This cross-campus effort is part of a broader vision detailed in the 2030 sustainability goals for the university to create living laboratories across campus in order to increase opportunities for students and researchers to use the UI campus as an educational and research laboratory for the simultaneous improvement of campus sustainability and ecosystems. Several courses at the university currently use the prairie to teach or have plans to conduct research or applied coursework at the prairie in the spring semester.
As the Prairie Restoration Project continues to grow, we encourage faculty, staff and students who may want to engage with ARP in their courses, conduct research, visit the prairie, or volunteer to reach out to the Office of Sustainability and the Environment. It is our hope that this project, along with other planned living laboratories across campus, will enrich the opportunities of our campus community by offering applied opportunities for research and discovery.
Background: Until the early 1840's, the entirety of Iowa was blanketed in grasses and wildflowers, a landscape known as the Tallgrass Prairie. This vast expanse of wildflowers and grasses up to twelve feet tall was home to indigenous peoples and astonishingly diverse wildlife.
With the arrival of Euro-American settlers, the once rich and nutrient-dense soil became over-exploited, through a combination of poor farming methods and industrialized agricultural practices. Today, less than 0.01% of native Tallgrass Prairie remains in Iowa. As a public institution serving the greater good, the UI is beginning to face the task of reversing the centuries-long degradation of our vital natural resources. The Prairie Reconstruction Project at Ashton Cross Country Course is essential to this effort, providing hands-on educational experiences for our students, while preserving a rare native Iowa landscape.

• EXERCISE TASKS:
1 - In one to three sentences, explain why the prairie restoration passage calls the Prairie Reconstruction Project at Ashton Cross Country Course essential to the university's effort.
2 - Answer these questions from the prairie restoration passage:
(a) Until when was all of Iowa covered by the Tallgrass Prairie?
(b) How much native Tallgrass Prairie remains in Iowa today?
(c) Which office should people who want to take part in the project contact?
3 - Write the next part of the prairie restoration passage, picking up after its final sentence.

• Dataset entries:
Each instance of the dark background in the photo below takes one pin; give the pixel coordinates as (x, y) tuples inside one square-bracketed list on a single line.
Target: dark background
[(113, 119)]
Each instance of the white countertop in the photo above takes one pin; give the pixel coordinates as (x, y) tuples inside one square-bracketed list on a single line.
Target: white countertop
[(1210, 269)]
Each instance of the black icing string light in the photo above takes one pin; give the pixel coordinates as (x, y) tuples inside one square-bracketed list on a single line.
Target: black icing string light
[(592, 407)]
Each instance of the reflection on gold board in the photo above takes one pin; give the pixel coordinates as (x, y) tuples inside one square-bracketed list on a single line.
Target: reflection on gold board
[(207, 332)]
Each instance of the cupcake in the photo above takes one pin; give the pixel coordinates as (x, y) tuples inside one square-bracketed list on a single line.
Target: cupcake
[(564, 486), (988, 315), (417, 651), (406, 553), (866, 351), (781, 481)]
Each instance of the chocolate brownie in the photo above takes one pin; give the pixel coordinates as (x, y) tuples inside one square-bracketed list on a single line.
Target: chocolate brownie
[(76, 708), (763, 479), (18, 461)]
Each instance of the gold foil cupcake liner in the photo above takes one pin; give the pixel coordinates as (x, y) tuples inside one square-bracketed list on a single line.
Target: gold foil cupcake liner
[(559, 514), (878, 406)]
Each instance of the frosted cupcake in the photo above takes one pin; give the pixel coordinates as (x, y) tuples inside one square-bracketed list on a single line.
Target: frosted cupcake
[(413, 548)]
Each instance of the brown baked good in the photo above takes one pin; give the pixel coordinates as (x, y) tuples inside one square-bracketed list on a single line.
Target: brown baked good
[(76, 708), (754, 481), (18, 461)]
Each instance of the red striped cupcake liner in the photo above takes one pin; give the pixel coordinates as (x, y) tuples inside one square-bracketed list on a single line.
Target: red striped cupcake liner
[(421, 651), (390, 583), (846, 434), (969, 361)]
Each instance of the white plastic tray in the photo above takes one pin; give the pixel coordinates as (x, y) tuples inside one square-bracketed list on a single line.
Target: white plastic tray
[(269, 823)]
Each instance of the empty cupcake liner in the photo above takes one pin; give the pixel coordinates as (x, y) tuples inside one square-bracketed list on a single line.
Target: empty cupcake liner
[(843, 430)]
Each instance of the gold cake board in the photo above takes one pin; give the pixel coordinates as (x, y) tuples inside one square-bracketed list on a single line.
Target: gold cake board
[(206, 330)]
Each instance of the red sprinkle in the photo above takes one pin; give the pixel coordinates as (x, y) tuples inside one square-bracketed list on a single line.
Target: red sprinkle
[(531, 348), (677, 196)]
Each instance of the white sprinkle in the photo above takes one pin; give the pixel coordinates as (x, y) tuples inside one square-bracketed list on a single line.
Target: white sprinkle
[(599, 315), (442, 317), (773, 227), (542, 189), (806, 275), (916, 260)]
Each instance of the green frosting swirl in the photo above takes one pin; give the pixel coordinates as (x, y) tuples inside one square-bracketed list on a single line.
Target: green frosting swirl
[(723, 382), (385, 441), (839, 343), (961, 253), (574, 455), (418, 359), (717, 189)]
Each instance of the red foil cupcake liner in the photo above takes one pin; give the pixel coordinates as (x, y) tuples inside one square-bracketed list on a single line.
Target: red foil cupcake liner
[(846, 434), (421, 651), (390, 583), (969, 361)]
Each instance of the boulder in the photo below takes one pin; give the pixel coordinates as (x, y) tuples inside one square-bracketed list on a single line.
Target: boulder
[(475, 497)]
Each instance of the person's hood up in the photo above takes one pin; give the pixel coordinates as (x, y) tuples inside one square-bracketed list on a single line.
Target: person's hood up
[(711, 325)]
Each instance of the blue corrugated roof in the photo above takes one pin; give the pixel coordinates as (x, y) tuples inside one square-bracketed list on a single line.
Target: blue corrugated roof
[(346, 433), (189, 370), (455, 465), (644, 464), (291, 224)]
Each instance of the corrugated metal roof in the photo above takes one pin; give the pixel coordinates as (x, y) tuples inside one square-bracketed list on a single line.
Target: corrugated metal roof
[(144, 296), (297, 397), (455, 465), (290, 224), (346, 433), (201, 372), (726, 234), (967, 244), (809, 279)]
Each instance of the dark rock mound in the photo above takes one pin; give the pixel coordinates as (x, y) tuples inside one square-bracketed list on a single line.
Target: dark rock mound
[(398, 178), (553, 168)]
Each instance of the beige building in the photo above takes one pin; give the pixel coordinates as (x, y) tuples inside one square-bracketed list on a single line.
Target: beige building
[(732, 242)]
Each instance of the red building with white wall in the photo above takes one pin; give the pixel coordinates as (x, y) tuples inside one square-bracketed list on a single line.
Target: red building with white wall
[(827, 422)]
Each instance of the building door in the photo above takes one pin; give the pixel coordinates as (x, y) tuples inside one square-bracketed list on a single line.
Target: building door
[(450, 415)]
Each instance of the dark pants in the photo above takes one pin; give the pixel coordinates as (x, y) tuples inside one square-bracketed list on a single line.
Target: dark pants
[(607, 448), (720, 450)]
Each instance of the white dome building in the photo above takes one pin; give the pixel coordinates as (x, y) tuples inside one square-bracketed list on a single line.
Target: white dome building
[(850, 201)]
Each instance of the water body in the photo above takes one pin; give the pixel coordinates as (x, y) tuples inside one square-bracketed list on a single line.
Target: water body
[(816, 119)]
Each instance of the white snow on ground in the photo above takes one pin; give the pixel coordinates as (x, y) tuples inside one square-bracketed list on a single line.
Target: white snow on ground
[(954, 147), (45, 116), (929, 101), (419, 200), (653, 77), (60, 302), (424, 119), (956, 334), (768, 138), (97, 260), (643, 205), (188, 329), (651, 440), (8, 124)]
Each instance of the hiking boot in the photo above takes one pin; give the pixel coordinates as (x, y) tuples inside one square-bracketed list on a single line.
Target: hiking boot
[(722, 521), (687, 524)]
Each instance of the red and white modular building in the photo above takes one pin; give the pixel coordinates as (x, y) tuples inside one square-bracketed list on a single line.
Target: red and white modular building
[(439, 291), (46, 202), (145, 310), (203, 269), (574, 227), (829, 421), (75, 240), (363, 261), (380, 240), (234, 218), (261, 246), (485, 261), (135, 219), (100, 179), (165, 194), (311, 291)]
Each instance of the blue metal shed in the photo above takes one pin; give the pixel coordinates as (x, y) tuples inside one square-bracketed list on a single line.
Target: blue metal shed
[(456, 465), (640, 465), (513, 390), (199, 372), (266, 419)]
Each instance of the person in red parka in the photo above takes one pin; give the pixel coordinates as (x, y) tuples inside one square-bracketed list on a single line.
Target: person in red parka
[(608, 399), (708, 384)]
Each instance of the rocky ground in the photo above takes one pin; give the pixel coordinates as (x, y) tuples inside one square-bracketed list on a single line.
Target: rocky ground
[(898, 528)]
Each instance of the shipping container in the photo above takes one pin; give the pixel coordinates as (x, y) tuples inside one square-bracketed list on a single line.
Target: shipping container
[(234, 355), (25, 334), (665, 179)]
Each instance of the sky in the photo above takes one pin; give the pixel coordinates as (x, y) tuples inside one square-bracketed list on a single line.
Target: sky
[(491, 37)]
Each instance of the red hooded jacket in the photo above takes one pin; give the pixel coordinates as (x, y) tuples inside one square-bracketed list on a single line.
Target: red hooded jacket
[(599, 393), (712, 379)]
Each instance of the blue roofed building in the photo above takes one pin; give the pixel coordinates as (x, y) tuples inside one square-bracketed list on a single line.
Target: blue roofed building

• RESPONSE LIST:
1 - The project is essential because it gives students hands-on educational experiences while preserving a rare native Iowa landscape. This supports the university's task of reversing the centuries-long degradation of vital natural resources.

2 -
(a) Until the early 1840's.
(b) Less than 0.01%.
(c) The Office of Sustainability and the Environment.

3 -
Reconstruction to Date: Phase I of the Prairie Reconstruction Project involves the conversion of a one-acre plot of unused fallow pasture land to a native prairie. Prairie plant seed used in the reconstruction is biogeographically referenced, assuring that it is native to Johnson County, Iowa.
Planned Prairie Reconstruction for 2021: During the current academic year, the UI will expand the current prairie by six acres, using $7,500 in financial support from an EPA Farmer-to-Farmer Cooperative Agreement grant, whose PI is Professor Craig Just of the College of Engineering, who teaches in the Environmental Science Program in CLAS. Dr. Just’s grant is focused on improvements in water quality, habitat, and environmental education.
Our partners: We owe special thanks to the UI Department of Athletics for permission to reconstruct ARP at the Ashton Cross Country Course. UI Student Government provided a $1,500 grant, used to purchase native plant seed for this reconstruction, for which we are deeply grateful. Finally, we wish to thank the Iowa Native Plant Society for awarding us $500 to help design and manufacture educational signage.